[Saved entries]
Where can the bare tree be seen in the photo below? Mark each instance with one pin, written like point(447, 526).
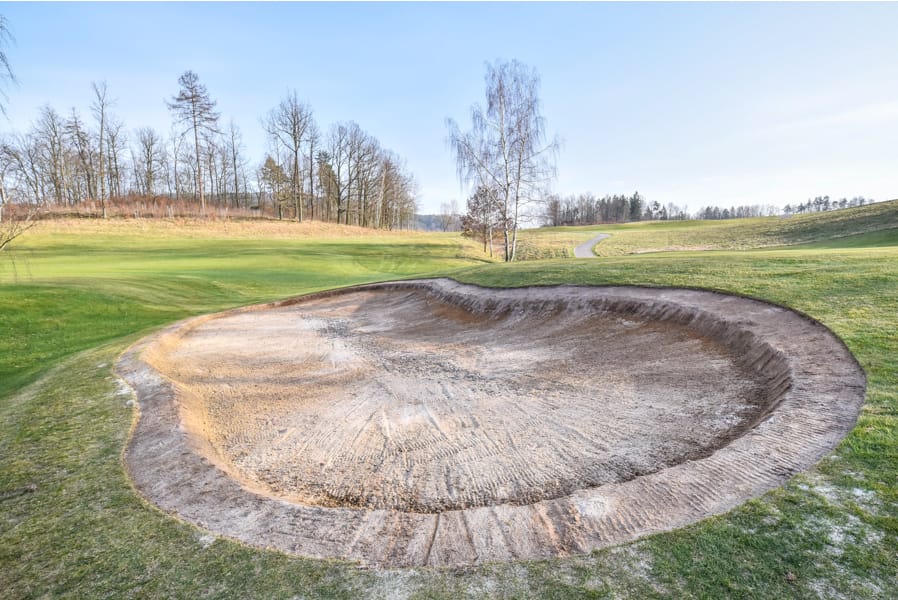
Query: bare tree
point(506, 147)
point(289, 123)
point(195, 108)
point(147, 161)
point(236, 163)
point(98, 108)
point(483, 216)
point(6, 75)
point(449, 215)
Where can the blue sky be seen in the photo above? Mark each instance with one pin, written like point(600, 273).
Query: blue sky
point(695, 104)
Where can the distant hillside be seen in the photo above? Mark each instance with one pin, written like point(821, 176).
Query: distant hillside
point(744, 234)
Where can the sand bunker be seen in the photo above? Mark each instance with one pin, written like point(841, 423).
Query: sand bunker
point(432, 423)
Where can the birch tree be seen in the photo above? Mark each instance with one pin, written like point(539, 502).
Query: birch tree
point(193, 107)
point(98, 108)
point(506, 147)
point(6, 75)
point(289, 123)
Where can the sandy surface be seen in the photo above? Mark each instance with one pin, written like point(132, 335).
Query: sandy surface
point(434, 423)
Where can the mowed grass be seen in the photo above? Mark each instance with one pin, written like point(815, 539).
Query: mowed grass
point(737, 234)
point(72, 526)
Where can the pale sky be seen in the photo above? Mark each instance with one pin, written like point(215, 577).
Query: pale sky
point(696, 104)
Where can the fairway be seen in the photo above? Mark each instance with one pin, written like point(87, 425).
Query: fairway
point(78, 294)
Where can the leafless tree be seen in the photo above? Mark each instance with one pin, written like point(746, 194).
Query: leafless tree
point(98, 108)
point(506, 147)
point(483, 216)
point(6, 75)
point(449, 215)
point(289, 123)
point(237, 165)
point(147, 160)
point(193, 107)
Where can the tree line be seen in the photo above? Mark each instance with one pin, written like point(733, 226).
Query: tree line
point(340, 174)
point(587, 209)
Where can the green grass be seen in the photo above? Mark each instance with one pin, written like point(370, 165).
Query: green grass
point(737, 234)
point(72, 526)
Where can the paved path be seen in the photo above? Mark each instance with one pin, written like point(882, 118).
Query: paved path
point(584, 250)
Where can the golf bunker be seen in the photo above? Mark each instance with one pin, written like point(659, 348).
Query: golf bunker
point(433, 423)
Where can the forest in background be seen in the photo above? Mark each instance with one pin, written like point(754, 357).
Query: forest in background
point(95, 166)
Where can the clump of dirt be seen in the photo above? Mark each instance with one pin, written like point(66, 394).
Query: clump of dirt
point(429, 422)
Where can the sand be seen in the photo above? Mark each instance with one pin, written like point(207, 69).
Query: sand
point(432, 423)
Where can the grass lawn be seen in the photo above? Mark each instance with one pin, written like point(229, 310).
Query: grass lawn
point(78, 294)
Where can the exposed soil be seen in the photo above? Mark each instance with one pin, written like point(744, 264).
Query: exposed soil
point(435, 423)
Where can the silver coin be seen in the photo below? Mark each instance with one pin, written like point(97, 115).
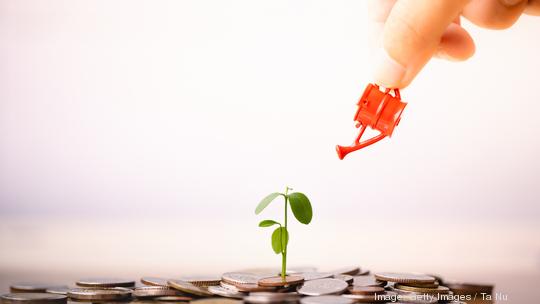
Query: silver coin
point(204, 281)
point(100, 294)
point(225, 292)
point(297, 270)
point(33, 298)
point(105, 282)
point(387, 296)
point(241, 278)
point(323, 287)
point(58, 290)
point(33, 287)
point(326, 300)
point(189, 288)
point(154, 281)
point(173, 299)
point(345, 277)
point(154, 291)
point(368, 281)
point(310, 276)
point(271, 297)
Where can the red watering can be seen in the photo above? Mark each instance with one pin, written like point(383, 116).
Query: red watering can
point(380, 111)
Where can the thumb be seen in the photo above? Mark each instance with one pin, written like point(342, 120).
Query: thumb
point(411, 36)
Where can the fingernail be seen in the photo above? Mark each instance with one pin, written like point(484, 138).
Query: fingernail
point(388, 72)
point(444, 55)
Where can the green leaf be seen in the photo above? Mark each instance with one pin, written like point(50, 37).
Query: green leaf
point(301, 207)
point(268, 223)
point(280, 239)
point(266, 201)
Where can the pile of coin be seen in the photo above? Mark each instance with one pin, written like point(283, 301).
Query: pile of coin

**ACTIVITY**
Reply with one number only, the count of lines above that hold the string "below".

**TASK OUTPUT**
2